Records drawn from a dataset
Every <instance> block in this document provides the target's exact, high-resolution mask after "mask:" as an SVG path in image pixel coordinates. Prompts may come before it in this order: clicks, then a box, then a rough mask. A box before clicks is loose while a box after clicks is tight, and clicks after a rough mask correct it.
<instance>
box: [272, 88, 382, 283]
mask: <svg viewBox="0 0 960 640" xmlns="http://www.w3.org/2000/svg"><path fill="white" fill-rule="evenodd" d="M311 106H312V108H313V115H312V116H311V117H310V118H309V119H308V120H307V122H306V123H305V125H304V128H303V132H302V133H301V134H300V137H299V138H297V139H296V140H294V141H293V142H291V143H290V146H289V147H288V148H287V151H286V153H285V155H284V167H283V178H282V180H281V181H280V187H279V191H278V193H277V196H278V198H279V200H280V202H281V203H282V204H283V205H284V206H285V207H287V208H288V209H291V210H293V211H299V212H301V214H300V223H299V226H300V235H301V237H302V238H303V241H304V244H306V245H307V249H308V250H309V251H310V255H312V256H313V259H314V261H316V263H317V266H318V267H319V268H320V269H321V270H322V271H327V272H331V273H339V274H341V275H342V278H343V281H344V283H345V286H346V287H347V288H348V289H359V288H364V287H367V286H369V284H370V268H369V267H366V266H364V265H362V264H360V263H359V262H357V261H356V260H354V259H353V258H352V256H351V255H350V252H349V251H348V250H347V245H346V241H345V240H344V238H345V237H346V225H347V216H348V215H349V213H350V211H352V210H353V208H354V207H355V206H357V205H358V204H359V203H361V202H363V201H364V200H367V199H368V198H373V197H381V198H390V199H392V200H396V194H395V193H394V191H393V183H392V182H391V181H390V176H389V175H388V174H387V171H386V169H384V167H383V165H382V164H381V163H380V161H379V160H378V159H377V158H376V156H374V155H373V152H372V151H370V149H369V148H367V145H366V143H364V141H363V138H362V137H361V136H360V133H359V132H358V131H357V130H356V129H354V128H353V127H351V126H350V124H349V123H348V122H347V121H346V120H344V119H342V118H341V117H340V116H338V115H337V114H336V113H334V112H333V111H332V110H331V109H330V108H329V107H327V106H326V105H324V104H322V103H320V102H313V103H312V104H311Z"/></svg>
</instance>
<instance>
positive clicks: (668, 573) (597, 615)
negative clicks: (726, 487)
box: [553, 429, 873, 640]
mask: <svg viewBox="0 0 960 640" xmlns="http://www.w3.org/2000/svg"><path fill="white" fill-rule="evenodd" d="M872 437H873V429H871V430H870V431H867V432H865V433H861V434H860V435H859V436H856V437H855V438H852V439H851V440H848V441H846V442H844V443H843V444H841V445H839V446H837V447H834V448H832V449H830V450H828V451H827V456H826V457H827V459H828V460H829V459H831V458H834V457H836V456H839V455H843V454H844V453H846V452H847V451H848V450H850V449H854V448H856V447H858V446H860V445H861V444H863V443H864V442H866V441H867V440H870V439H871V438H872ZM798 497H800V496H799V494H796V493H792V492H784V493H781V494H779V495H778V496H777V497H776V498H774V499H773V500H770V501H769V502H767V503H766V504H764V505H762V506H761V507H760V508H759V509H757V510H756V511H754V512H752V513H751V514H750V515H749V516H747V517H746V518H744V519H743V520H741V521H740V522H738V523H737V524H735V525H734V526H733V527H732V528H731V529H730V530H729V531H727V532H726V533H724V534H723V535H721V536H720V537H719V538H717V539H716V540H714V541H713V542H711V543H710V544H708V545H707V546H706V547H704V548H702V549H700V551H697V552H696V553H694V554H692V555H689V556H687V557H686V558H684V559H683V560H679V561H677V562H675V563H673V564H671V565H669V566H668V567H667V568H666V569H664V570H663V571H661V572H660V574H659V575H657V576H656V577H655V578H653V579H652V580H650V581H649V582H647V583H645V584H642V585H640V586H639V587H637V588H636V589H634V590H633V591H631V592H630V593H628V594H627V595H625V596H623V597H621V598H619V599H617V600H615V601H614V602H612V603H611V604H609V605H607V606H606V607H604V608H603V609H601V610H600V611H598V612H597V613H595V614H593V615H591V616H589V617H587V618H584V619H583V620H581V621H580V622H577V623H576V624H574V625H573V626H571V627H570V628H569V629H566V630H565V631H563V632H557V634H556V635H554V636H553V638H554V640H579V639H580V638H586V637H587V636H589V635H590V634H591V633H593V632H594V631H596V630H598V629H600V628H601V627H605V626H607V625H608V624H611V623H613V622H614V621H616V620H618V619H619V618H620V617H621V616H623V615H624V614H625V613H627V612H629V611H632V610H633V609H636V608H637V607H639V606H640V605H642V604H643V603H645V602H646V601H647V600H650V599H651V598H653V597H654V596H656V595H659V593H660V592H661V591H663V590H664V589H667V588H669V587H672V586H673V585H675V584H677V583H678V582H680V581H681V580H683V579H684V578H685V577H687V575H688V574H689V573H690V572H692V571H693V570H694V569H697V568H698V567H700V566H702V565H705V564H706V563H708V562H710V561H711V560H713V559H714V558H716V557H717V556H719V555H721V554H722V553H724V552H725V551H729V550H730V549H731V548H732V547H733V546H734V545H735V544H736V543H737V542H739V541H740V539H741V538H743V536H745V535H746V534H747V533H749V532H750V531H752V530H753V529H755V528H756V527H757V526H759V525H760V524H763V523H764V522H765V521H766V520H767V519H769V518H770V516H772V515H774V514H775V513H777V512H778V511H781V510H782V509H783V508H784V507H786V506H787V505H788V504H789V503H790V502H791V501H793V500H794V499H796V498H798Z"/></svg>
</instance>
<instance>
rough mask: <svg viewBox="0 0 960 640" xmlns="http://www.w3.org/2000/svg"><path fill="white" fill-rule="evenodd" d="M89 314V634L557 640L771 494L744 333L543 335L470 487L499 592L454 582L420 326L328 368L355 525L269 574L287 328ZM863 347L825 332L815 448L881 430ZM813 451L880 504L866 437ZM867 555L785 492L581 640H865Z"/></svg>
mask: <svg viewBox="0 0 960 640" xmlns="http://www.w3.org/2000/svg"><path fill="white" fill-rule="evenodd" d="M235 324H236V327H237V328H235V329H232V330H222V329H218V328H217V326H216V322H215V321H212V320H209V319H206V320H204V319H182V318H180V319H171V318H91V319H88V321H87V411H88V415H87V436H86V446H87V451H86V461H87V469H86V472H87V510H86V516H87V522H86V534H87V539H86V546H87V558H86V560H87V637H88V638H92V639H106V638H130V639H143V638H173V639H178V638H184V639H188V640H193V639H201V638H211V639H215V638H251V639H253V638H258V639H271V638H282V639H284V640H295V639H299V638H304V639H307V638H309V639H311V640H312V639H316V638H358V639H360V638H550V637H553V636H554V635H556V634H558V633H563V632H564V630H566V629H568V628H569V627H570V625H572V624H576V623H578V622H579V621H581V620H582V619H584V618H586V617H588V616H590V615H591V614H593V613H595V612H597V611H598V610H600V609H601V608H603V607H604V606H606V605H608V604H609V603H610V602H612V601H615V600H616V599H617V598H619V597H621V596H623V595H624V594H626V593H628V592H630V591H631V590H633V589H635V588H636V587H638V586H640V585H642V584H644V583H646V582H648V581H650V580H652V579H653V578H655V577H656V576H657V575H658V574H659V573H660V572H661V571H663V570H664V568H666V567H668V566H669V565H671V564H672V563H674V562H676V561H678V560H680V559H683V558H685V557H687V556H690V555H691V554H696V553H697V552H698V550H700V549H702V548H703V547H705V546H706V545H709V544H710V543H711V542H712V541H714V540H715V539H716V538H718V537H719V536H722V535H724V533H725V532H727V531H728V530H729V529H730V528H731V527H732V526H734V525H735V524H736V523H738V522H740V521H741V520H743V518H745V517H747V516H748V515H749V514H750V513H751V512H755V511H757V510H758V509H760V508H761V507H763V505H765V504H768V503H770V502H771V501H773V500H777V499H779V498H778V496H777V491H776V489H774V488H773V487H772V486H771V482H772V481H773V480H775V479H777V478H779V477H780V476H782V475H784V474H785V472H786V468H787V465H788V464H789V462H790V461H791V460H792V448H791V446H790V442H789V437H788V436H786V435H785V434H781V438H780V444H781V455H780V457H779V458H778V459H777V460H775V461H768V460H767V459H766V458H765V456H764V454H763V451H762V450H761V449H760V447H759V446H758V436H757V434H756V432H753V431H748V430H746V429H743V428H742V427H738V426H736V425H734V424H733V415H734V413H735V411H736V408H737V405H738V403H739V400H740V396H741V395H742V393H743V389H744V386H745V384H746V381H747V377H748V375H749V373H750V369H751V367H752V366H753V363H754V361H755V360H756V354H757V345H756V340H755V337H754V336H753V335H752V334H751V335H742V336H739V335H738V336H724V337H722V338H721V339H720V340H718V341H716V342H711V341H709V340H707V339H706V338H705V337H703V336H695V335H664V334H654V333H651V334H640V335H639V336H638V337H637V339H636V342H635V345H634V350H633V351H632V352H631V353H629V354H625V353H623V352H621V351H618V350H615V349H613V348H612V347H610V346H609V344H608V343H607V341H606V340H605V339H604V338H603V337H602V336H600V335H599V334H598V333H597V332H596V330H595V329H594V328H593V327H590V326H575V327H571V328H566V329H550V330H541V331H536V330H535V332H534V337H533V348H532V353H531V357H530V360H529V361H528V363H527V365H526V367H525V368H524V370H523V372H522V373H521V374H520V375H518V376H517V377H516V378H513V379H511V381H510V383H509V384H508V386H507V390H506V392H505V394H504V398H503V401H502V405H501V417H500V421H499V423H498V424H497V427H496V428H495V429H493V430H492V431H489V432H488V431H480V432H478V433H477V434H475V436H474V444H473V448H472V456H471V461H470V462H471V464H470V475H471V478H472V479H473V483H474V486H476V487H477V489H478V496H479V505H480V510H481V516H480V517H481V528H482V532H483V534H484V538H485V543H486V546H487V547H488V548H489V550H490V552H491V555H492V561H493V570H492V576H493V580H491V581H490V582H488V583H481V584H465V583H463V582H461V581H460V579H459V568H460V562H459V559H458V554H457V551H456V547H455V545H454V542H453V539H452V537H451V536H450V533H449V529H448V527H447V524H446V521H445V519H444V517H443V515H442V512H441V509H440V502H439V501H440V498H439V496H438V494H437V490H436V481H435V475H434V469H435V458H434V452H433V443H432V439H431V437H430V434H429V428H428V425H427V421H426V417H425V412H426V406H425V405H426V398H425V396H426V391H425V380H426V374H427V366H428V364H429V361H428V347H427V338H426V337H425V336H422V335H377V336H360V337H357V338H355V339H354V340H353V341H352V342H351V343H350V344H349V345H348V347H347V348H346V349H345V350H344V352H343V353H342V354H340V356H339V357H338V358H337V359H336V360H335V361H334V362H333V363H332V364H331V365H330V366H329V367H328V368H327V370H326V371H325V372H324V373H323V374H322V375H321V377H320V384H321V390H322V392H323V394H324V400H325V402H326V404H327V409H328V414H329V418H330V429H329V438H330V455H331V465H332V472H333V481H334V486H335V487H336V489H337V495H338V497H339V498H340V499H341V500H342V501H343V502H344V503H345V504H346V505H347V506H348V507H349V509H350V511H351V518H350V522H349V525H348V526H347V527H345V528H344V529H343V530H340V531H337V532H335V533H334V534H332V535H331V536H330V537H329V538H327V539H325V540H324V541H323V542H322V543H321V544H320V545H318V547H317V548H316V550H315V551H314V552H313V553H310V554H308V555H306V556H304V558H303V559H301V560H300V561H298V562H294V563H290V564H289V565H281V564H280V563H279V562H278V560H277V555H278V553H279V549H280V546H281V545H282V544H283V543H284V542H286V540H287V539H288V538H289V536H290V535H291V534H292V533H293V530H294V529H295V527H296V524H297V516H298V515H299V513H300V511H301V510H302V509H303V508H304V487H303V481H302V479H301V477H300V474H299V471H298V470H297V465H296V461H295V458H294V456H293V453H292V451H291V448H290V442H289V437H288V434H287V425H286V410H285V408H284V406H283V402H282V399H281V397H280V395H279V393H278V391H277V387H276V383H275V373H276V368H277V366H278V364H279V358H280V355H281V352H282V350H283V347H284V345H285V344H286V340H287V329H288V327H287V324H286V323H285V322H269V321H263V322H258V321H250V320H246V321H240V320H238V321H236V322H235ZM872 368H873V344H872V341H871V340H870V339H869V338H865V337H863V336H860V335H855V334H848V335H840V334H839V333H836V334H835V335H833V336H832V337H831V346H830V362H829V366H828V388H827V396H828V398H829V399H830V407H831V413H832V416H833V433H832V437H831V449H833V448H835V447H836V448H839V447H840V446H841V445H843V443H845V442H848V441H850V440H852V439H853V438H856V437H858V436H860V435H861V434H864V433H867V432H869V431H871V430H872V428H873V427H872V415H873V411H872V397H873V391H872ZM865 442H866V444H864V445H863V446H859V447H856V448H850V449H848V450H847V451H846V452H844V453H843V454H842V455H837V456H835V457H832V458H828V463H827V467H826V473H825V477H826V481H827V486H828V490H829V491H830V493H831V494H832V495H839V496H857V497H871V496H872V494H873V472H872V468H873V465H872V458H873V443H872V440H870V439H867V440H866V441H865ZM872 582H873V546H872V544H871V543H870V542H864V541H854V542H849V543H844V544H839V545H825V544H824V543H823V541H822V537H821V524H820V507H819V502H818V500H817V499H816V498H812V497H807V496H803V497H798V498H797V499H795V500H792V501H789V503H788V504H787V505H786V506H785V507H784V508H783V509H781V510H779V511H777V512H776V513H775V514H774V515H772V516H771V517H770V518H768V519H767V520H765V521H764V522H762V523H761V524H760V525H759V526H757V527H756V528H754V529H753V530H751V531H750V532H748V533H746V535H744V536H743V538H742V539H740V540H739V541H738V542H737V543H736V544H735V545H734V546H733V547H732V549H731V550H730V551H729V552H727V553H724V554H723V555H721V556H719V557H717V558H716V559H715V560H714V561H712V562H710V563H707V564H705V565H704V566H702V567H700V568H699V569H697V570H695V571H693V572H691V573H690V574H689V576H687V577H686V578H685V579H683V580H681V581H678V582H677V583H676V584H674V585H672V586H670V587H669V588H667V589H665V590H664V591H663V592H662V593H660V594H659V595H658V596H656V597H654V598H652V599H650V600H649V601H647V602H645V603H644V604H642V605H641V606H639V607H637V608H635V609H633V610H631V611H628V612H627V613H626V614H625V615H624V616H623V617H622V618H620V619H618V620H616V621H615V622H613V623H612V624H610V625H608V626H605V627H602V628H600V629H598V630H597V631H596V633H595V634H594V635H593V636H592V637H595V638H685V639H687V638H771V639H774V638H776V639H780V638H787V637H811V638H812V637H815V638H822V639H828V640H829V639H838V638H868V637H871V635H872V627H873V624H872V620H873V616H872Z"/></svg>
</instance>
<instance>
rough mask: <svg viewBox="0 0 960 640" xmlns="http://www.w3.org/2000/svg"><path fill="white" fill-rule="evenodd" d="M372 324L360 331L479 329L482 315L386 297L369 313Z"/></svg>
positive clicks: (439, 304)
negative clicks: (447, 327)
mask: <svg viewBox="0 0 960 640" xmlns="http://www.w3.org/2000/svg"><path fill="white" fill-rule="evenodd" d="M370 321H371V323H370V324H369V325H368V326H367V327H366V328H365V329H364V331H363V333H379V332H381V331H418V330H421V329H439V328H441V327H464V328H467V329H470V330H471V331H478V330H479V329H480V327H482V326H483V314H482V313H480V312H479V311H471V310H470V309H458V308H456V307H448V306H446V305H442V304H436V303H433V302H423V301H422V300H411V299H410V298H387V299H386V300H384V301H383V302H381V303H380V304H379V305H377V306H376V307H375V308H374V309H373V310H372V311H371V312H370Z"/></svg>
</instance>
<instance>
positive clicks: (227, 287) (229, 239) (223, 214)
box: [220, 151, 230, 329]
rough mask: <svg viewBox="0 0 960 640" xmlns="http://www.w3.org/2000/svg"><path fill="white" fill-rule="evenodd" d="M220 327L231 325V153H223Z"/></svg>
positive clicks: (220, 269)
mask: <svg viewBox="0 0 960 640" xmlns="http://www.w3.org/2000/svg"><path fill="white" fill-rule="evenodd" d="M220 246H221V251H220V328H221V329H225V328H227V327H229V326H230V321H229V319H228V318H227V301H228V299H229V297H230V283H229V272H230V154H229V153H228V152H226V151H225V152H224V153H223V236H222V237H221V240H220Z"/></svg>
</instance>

> [Work instructions] The entries above hold the needed span. Transcribe exactly the lines from the one with "324L360 331L479 329L482" to the one with "positive clicks: (439, 304)", both included.

> [Answer for this exercise]
rough mask: <svg viewBox="0 0 960 640" xmlns="http://www.w3.org/2000/svg"><path fill="white" fill-rule="evenodd" d="M372 324L360 331L479 329L482 315L386 297L369 313Z"/></svg>
positive clicks: (439, 304)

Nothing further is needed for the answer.